DATA TO EXAMINE:
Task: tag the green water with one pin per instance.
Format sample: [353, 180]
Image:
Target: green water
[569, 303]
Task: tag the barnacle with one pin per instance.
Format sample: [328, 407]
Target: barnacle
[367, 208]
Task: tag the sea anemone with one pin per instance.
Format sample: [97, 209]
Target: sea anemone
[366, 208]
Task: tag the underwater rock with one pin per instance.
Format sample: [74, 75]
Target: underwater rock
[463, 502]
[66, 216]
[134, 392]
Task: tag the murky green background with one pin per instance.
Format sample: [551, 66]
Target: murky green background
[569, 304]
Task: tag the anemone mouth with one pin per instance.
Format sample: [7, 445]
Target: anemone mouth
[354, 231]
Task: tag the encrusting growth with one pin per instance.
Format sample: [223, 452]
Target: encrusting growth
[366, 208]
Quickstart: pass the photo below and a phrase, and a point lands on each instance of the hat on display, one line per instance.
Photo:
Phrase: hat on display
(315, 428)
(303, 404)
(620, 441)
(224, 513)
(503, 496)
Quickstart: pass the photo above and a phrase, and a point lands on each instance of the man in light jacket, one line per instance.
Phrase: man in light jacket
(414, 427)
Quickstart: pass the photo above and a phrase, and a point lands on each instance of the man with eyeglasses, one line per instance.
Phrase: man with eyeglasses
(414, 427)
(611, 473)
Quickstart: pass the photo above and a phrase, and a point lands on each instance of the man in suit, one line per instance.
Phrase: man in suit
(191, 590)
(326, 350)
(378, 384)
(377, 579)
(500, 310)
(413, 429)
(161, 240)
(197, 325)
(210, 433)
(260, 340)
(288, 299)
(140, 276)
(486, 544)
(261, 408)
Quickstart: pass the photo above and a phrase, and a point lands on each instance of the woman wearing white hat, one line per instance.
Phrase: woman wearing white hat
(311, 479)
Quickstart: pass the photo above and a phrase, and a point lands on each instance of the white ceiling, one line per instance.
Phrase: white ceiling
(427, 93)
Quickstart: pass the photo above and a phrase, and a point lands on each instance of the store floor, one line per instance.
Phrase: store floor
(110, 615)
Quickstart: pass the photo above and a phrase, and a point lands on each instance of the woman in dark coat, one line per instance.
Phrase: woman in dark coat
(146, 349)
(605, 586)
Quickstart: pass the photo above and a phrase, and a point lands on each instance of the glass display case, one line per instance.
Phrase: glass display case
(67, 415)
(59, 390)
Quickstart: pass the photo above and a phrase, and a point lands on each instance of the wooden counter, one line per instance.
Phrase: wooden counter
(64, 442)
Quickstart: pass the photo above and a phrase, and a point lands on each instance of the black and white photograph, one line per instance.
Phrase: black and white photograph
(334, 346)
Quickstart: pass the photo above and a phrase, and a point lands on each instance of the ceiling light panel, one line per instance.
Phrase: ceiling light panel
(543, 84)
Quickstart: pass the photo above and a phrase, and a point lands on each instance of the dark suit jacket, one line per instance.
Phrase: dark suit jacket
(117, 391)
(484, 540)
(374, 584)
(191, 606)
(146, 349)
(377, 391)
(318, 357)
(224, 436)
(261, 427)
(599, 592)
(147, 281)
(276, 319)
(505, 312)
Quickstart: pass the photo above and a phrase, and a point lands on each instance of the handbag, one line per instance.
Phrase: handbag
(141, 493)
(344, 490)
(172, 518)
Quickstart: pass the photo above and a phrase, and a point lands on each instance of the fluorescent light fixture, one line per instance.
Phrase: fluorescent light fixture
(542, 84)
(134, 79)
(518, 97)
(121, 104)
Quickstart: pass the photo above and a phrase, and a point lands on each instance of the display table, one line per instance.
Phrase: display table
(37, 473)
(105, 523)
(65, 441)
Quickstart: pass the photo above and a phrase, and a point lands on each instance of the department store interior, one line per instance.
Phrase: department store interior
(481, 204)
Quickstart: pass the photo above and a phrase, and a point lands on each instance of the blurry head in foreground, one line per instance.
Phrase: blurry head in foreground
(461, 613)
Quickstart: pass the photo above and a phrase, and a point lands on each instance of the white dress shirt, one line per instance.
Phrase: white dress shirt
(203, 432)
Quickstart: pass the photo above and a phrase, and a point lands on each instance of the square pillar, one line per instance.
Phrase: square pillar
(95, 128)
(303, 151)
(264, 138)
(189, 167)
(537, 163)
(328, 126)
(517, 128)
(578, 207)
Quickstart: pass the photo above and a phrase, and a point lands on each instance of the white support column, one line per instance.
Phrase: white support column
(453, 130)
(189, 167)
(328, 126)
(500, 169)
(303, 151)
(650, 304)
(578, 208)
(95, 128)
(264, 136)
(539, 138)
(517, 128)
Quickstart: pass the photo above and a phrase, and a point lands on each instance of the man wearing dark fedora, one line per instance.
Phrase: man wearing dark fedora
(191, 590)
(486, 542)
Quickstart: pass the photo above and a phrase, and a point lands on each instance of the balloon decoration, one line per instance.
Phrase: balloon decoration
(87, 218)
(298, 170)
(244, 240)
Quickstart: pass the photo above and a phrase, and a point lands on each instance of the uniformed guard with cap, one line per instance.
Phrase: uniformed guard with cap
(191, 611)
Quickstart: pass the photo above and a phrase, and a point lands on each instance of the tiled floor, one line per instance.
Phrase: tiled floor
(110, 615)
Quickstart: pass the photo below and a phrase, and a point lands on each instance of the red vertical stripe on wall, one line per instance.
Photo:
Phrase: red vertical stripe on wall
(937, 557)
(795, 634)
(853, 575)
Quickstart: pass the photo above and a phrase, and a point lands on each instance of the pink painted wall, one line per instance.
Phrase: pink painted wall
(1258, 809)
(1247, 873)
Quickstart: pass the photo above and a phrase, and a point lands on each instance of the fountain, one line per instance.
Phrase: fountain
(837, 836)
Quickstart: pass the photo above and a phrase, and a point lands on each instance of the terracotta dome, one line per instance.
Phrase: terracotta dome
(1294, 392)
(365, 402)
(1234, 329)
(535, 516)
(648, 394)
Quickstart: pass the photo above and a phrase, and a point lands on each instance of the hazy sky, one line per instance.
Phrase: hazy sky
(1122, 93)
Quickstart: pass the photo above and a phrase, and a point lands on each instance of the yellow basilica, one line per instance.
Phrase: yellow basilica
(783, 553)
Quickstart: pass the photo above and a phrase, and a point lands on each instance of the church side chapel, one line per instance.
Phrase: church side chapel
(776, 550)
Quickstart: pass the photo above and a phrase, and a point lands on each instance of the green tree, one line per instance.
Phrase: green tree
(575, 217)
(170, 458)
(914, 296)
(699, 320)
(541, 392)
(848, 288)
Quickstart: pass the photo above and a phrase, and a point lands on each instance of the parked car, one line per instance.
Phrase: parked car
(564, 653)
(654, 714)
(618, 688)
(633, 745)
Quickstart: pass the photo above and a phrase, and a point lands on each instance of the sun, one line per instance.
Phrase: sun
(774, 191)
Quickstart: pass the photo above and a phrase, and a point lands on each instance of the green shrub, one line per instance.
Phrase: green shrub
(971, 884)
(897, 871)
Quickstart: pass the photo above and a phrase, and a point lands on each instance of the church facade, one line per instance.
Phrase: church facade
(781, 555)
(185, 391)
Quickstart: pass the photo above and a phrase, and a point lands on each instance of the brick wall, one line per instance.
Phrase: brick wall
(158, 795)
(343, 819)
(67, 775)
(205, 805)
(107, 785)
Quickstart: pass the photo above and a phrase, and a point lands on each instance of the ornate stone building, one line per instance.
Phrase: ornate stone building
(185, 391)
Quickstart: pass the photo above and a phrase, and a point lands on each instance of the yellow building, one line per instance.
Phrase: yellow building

ASSIGNMENT: Now output the listing above, exactly as it appears.

WRITTEN ANSWER:
Task: tag the green water with one pin per instance.
Format sample: [353, 180]
Image:
Target: green water
[569, 303]
Task: tag the barnacle with one pin per instance.
Format sample: [328, 407]
Target: barnacle
[367, 208]
Task: tag the sea anemone with one pin per instance.
Format sample: [97, 209]
Target: sea anemone
[366, 208]
Task: tag the underwater rock with one pin per instance.
Format sample: [74, 75]
Target: underwater rock
[463, 502]
[66, 216]
[134, 392]
Task: tag the murky green background with one pin per instance.
Format sample: [551, 66]
Target: murky green background
[569, 304]
Task: tag the anemone mouth with one pin per instance.
Format sample: [7, 445]
Target: anemone mouth
[354, 231]
Task: tag the encrusting growth with one pin per instance.
Format sample: [223, 452]
Target: encrusting growth
[366, 208]
Quickstart: pass the photo below and a phrase, and a point lands on each instance of the hat on display, one line per instance.
Photo:
Phrase: hat on display
(315, 428)
(303, 404)
(620, 441)
(224, 513)
(503, 496)
Quickstart: pass the photo above and a phrase, and a point lands on each instance of the man in light jacket, one line per instance.
Phrase: man in light jacket
(414, 427)
Quickstart: pass the photo above and a phrase, and a point lands on each instance of the man with eyeglasses, one line per instance.
Phrase: man with eyeglasses
(414, 427)
(611, 473)
Quickstart: pass the photo above and a phrase, and a point lands on each instance of the man in suit, one line per instance.
Phrase: man in suit
(191, 590)
(326, 350)
(378, 384)
(377, 579)
(500, 310)
(413, 429)
(161, 240)
(197, 325)
(210, 433)
(260, 340)
(288, 299)
(140, 276)
(486, 544)
(261, 408)
Quickstart: pass the photo above and a phrase, and a point lands on each instance of the woman wearing white hat, one line per instance.
Phrase: woman wearing white hat
(311, 479)
Quickstart: pass the photo above and a phrase, and a point lands on each instance of the white ceiling, one line per instance.
Phrase: white ceiling
(427, 93)
Quickstart: pass the photo above and a phrase, and a point lands on each instance of the store floor, one line per instance.
Phrase: store floor
(110, 615)
Quickstart: pass the photo above and a phrase, and a point lands on each instance of the woman in dark coat, one line per instance.
Phrase: woman in dark coat
(146, 349)
(605, 586)
Quickstart: pass the photo above and a phrase, and a point lands on each instance of the glass display case, one line per instance.
Phrase: glass display case
(67, 415)
(59, 390)
Quickstart: pass the photo above and a phrase, and a point lands on each instance of the wooden counter, one line per instance.
Phrase: wooden counter
(64, 442)
Quickstart: pass the photo above and a phrase, and a point lands on each instance of the black and white photograph, one line per instance.
Phrase: black and white photograph
(334, 346)
Quickstart: pass the photo above and a phrase, and a point lands on each instance of the ceiling light panel, one line per instance.
Phrase: ceiling light panel
(543, 84)
Quickstart: pass the photo above and a phrase, and a point lands on each instance of the dark suit jacket, one line per instance.
Phrase: dark suit jacket
(117, 391)
(484, 540)
(374, 584)
(191, 606)
(146, 349)
(377, 391)
(318, 357)
(224, 436)
(261, 427)
(599, 592)
(147, 281)
(276, 319)
(505, 312)
Quickstart: pass the photo above and a phrase, and a point lands on each instance of the handbag, one line per instance.
Phrase: handbag
(141, 493)
(344, 490)
(172, 518)
Quickstart: pass the photo above and a phrase, and a point lands on each instance of the fluorescent light fixture, one line per instance.
Phrase: fluorescent light fixture
(542, 84)
(134, 79)
(518, 97)
(121, 104)
Quickstart: pass the photo above and a phrase, and a point lands on each instance of the display table, one line per instance.
Phrase: display table
(37, 473)
(105, 523)
(65, 441)
Quickstart: pass the photo above and a phrase, and a point lands on each instance of the department store interior, one line per instance.
Phrase: department store interior
(481, 204)
Quickstart: pass the photo above and a phrase, and a point lands on each instance of the blurry head in foreground, one line per instance.
Phrase: blurry head in foreground
(461, 613)
Quickstart: pass the photo above and a phrase, and a point lands on each instance of the white dress shirt, one line per instance.
Phrase: white dress shirt
(203, 432)
Quickstart: pass the photo above and a phrase, and a point lands on each instance of the square pillar, one line per instance.
Phrase: square pillar
(95, 128)
(303, 151)
(264, 138)
(189, 167)
(537, 163)
(328, 126)
(517, 128)
(578, 207)
Quickstart: pass the photo above and a phrase, and a point lands on each instance of the white support column, one line per instance.
Phrase: white support column
(453, 130)
(189, 167)
(328, 126)
(500, 169)
(303, 151)
(650, 304)
(578, 208)
(95, 128)
(264, 136)
(539, 138)
(517, 128)
Quickstart: pass the photo above and a phrase, and a point lands on each instance of the man wearing dark fedora, one line per instance.
Phrase: man wearing dark fedora
(191, 590)
(486, 542)
Quickstart: pass the photo above and a phrase, and a point lands on each instance of the balloon decoration, one line per instance.
Phrase: balloon decoration
(87, 218)
(298, 170)
(244, 240)
Quickstart: pass the photo above and a phrase, and a point lands on each instance of the uniformed guard with cap, one line per instance.
Phrase: uniformed guard with cap
(191, 611)
Quickstart: pass the photo above and a phrase, and a point lands on each instance of the tiled floor, one line per instance.
Phrase: tiled floor
(110, 615)
Quickstart: pass the photo below and a phrase, and a point lands on each instance of the red vertical stripe on wall, one line per instance.
Photo:
Phrase: red vertical stripe on wall
(937, 557)
(795, 634)
(853, 575)
Quickstart: pass the photo above and a phrase, and a point lands on each instance of the pink painted wall, one line per instance.
Phrase: pink painted wall
(1258, 809)
(1247, 873)
Quickstart: pass the photo above and a phrase, and a point lands on each instance of the fountain, one line per instance.
Phrase: fountain
(837, 836)
Quickstart: pass the photo above and a phrase, and a point lands on each instance of the terracotta dome, one line per instance.
Phrase: terracotta dome
(1294, 392)
(365, 402)
(1234, 329)
(535, 516)
(648, 394)
Quickstart: pass the photo above and a phrase, and a point lands on each instance of the hazy sky, one line per instance.
Phrase: hazy sky
(1122, 93)
Quickstart: pass the photo above and a phrase, and a point lands on each instance of the yellow basilica, one line per instance.
Phrase: yellow basilica
(783, 553)
Quickstart: pass the photo above and a phrase, and a point lands on each instance of the church side chapel, one line per instance.
Phrase: church side chapel
(776, 550)
Quickstart: pass the photo above and a phrase, and a point lands on each instance of the green tree, one line per instance.
Phrase: green tree
(575, 217)
(170, 458)
(914, 296)
(699, 320)
(541, 392)
(848, 288)
Quickstart: pass the photo above and a phrase, and a point lands on each instance of the parked car, one line per instance.
Phrase: parked car
(564, 653)
(654, 714)
(618, 688)
(633, 745)
Quickstart: pass the photo above and a phrase, and a point lands on each instance of the sun, one line per instance.
Phrase: sun
(774, 191)
Quickstart: pass the photo above and a phrase, and a point lands on each instance of the green shrub, one line per instance.
Phrase: green shrub
(971, 884)
(897, 871)
Quickstart: pass the photo above and a phrase, and a point lands on each instance of the church facade, one line per instance.
Phrase: church facade
(781, 555)
(185, 391)
Quickstart: pass the photo above and a phrase, and a point lands on each instance of the brick wall, one line per instance.
Phrase: brick wall
(158, 795)
(343, 819)
(67, 775)
(205, 805)
(107, 785)
Quickstart: pass the photo above and a phrase, and a point lands on each instance of the ornate stone building, one line per instance.
Phrase: ornate stone building
(185, 391)
Quickstart: pass the photo above and a phrase, and a point lands on each instance of the yellow building, one line per instance.
Phrase: yellow building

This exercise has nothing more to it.